Если эти рассуждения о человеческой природе кажутся отвлеченными и трудными для понимания, то что же из того? Это еще не дает основания предполагать их ложность; напротив, то, что до сих пор ускользало от столь мудрых и глубоких философов, по-видимому, и не может быть очевидным и легким. Какого бы труда ни стоили нам подобные изыскания, мы сможем считать себя достаточно вознагражденными не только в смысле выгоды, но и в смысле удовольствия, если таким способом пополним свой запас знаний относительно предметов, значение которых чрезвычайно велико.

Но поскольку, в конце концов, отвлеченность таких умозрений является чем-то скорее предосудительным, нежели похвальным, и поскольку это затруднение, вероятно, может быть преодолено старанием и искусством, а также устранением всех ненужных подробностей, мы попытались в нашем исследовании пролить некоторый свет на предметы, в силу своей недостоверности до сих пор отвращавшие от себя мудрых, а в силу своей темноты – невежд. Мы сочтем себя счастливыми, если сумеем уничтожить границы между различными видами философии, сочетая глубину исследования с ясностью, а истину – с новизной. Мы будем счастливы вдвойне, если, прибегая к легкому способу рассуждения, сумеем подкопаться под основания туманной философии, которая до сих пор, по-видимому, служила лишь убежищем суеверия и покровом нелепостей и заблуждений.

▶ ФРАГМЕНТЫ МАТЕРИАЛА

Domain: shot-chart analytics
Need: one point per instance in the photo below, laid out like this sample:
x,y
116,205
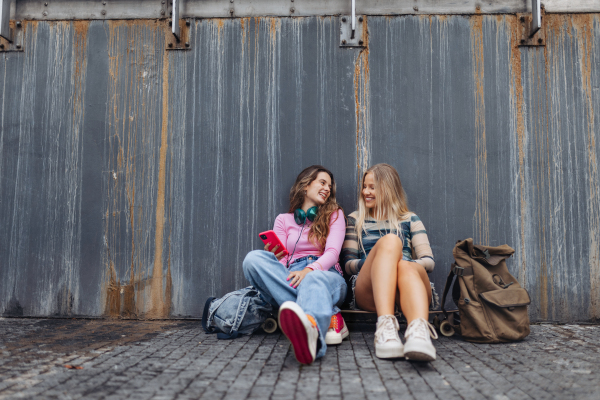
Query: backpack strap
x,y
239,317
205,316
449,281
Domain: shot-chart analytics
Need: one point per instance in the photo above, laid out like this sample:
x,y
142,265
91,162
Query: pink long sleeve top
x,y
288,230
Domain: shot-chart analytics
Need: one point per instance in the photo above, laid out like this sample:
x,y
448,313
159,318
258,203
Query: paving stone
x,y
175,359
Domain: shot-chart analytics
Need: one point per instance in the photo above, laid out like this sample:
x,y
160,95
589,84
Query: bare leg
x,y
415,290
377,282
385,279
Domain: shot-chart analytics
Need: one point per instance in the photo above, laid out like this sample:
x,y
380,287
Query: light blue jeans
x,y
319,294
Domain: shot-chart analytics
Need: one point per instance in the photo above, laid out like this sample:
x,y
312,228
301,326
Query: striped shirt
x,y
412,232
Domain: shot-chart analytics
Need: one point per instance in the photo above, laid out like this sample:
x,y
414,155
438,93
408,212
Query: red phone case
x,y
271,237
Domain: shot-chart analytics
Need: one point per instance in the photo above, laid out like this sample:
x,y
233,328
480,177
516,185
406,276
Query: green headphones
x,y
300,216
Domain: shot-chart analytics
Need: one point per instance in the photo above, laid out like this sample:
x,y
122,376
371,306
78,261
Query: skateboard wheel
x,y
270,325
446,328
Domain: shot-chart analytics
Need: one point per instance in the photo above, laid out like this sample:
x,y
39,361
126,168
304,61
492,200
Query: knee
x,y
252,262
407,268
390,242
315,277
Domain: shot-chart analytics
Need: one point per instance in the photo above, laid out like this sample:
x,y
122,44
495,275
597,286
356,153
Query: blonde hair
x,y
391,203
319,229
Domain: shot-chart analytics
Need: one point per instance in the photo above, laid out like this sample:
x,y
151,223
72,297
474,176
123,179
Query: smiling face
x,y
318,191
369,193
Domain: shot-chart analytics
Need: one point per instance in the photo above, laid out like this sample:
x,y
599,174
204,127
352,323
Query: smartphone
x,y
271,237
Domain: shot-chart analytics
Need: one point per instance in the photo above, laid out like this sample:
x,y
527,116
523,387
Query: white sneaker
x,y
387,341
418,346
301,329
337,331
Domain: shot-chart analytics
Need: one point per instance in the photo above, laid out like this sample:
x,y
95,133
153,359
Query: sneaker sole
x,y
419,356
389,353
337,338
294,330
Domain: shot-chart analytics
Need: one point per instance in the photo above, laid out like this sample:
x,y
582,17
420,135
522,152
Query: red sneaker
x,y
301,329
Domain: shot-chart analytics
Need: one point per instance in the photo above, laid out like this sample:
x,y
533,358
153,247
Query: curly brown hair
x,y
319,230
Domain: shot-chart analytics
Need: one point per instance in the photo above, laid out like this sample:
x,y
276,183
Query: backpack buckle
x,y
458,271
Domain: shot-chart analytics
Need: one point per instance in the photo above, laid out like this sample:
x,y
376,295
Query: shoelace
x,y
420,329
389,329
334,323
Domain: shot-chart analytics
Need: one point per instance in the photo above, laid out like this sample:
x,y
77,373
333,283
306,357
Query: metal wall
x,y
134,180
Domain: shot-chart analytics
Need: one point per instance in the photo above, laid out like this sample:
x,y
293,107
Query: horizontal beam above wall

▶ УСЛОВИЯ ЗАДАНИЯ
Проверьте, согласуются ли с исходным текстом три утверждения, и на каждое ответьте «да» или «нет», дословно процитировав слова текста, которые это решают.
1. Отвлеченность рассуждений о человеческой природе дает основание считать их ложными.
2. Отвлеченность таких умозрений названа скорее предосудительной, чем похвальной.
3. Туманная философия, по словам текста, служила убежищем суеверия.
Материал для работы не понадобится.

▶ РЕЗУЛЬТАТ НИЖЕ
1. Нет: «Это еще не дает основания предполагать их ложность».
2. Да: «отвлеченность таких умозрений является чем-то скорее предосудительным, нежели похвальным».
3. Да: «служила лишь убежищем суеверия и покровом нелепостей и заблуждений».